#### [Written problem]
Extract each line of the data and write it out again exactly.

#### [Excerpted records]
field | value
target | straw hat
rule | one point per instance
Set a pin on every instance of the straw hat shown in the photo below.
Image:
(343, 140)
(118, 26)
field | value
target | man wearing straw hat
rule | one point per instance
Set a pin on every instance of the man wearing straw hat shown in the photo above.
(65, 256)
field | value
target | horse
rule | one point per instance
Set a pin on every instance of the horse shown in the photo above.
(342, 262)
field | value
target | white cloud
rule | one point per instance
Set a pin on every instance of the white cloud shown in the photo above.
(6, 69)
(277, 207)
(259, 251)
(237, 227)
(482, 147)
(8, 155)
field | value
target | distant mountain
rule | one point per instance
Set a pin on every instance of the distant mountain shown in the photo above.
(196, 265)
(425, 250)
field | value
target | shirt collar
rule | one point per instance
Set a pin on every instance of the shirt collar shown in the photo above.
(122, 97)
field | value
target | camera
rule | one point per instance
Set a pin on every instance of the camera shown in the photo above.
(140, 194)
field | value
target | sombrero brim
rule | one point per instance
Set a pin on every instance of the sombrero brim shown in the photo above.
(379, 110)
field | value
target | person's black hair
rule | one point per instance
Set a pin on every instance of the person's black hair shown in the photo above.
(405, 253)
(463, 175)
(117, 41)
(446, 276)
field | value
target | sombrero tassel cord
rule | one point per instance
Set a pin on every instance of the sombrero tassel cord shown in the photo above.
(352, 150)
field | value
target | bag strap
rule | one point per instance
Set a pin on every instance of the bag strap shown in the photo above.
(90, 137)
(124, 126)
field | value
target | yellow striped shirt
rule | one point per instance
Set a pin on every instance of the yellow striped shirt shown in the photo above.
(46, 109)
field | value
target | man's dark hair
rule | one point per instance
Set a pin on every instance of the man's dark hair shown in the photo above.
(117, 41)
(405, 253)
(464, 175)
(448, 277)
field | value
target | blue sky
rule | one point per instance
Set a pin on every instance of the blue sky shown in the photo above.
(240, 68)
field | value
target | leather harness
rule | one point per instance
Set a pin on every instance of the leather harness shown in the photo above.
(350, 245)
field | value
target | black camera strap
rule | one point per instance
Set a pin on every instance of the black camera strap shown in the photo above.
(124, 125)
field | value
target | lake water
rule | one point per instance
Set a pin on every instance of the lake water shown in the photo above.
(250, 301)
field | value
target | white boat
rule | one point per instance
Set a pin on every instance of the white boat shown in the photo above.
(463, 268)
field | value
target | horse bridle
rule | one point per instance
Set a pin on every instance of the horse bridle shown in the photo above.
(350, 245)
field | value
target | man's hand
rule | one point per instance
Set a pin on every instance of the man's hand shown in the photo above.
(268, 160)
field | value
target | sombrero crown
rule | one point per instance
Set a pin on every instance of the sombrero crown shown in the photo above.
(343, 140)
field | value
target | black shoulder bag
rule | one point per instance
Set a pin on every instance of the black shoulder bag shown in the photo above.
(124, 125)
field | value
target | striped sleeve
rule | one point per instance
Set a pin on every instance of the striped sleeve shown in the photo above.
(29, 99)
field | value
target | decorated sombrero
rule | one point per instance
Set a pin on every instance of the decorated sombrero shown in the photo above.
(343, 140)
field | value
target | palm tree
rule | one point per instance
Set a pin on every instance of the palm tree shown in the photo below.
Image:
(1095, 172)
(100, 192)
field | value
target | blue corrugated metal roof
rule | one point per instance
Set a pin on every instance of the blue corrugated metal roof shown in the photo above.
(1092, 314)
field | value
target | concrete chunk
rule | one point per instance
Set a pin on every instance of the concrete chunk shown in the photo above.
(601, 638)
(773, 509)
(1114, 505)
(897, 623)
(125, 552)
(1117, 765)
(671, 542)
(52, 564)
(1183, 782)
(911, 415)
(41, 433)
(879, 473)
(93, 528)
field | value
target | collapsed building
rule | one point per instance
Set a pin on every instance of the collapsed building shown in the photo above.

#### [Answer to the exercise]
field | value
target | straw hat
rule | one point per instance
Set a pin on every instance of the straw hat shown in the photo below.
Image:
(343, 140)
(118, 26)
field | value
target | man wearing straw hat
rule | one point per instance
Set a pin on every instance of the man wearing straw hat shown in the photo above.
(65, 256)
field | value
target | horse
rule | one point per instance
Set a pin on every instance of the horse shown in the photo above.
(342, 262)
field | value
target | white cloud
rule | one point per instance
Set a pin on every instance of the white cloud shown in the photo above.
(6, 69)
(277, 207)
(259, 251)
(237, 227)
(482, 147)
(8, 155)
field | value
target | distant mountain
rule | one point per instance
Set a pin on every instance of the distant mountain shown in the photo above.
(196, 265)
(425, 250)
field | value
target | shirt collar
rule | one point per instance
Set a pin on every instance of the shirt collar shown in the photo above.
(122, 97)
field | value
target | camera
rule | one point per instance
Set a pin on every instance of the camera shown in the photo above.
(140, 194)
field | value
target | sombrero brim
rule | one point per instance
Set a pin on every instance of the sombrero brim shown in the photo above.
(379, 110)
field | value
target | person's black hair
rule | one point per instance
Set a pin on every instance of the person's black hair shown in the photo above.
(405, 253)
(463, 175)
(117, 41)
(446, 276)
field | value
target | sombrero tassel cord
rule | one point per instance
Set a pin on every instance of the sombrero tassel cord shown in the photo above.
(352, 150)
field | value
target | bag strap
rule | one point per instance
Set a pin on every instance of the bag strap shown in the photo above.
(90, 137)
(124, 126)
field | value
target | yellow striped shirt
rule | one point per instance
Set a pin on every instance of the yellow striped shirt shown in the photo above.
(46, 109)
field | value
target | man's dark hair
rule | one point per instance
Set a pin on every instance of the man's dark hair shown in the photo above.
(117, 41)
(405, 253)
(464, 175)
(448, 277)
field | value
target | blue sky
rule | one point per instance
Set a pin on every instance of the blue sky shown in the photo above.
(240, 68)
field | value
target | leather harness
rule | one point per instance
Set a pin on every instance of the leather harness shown in the photo above.
(350, 245)
field | value
target | black camera strap
rule | one point per instance
Set a pin on every instance of the black camera strap shown in the photo above.
(124, 125)
field | value
target | lake water
rule | one point per instance
Set a pin on every instance of the lake water shown in the photo above.
(250, 301)
field | value
target | white boat
rule | one point per instance
Set a pin on every instance of the white boat shown in the photo above.
(463, 268)
field | value
target | horse bridle
rule | one point per instance
Set a pin on every instance of the horse bridle shown in the photo above.
(350, 245)
field | value
target | man's hand
rule | one point per instance
Set a pin on every instance of the man's hand shown in the photo above.
(268, 160)
field | value
target | sombrero crown
rule | one point per instance
Set a pin on every instance of the sombrero crown shown in the photo above.
(343, 140)
field | value
target | black shoulder bag
rule | one point per instance
Set a pin on every instance of the black shoulder bag shown in the photo above.
(124, 125)
field | value
target | striped sleeve
rule | one point per instance
Set a pin on every instance of the striped sleeve shown in the photo above.
(29, 99)
field | value
target | decorated sombrero
rule | one point per instance
Set a pin on every instance of the decorated sombrero shown in the photo above.
(343, 140)
field | value
target | palm tree
rule | one point per instance
Set a pin on every instance of the palm tree shown in the photo below.
Image:
(1095, 172)
(100, 192)
field | value
target | blue corrugated metal roof
rule | one point per instance
Set a pin on every instance of the blue corrugated metal roof shown in the photo above.
(1092, 314)
field | value
target | concrete chunk
rule | one point per instance
Set a pin on every instance of the concrete chunk shown in the photo above.
(601, 638)
(773, 509)
(1114, 505)
(897, 623)
(125, 552)
(1117, 765)
(671, 542)
(52, 564)
(1183, 782)
(911, 415)
(41, 433)
(879, 473)
(93, 528)
field | value
target | collapsed building
rule | one point per instance
Set a pin on every instance of the collapsed building shown in the photo above.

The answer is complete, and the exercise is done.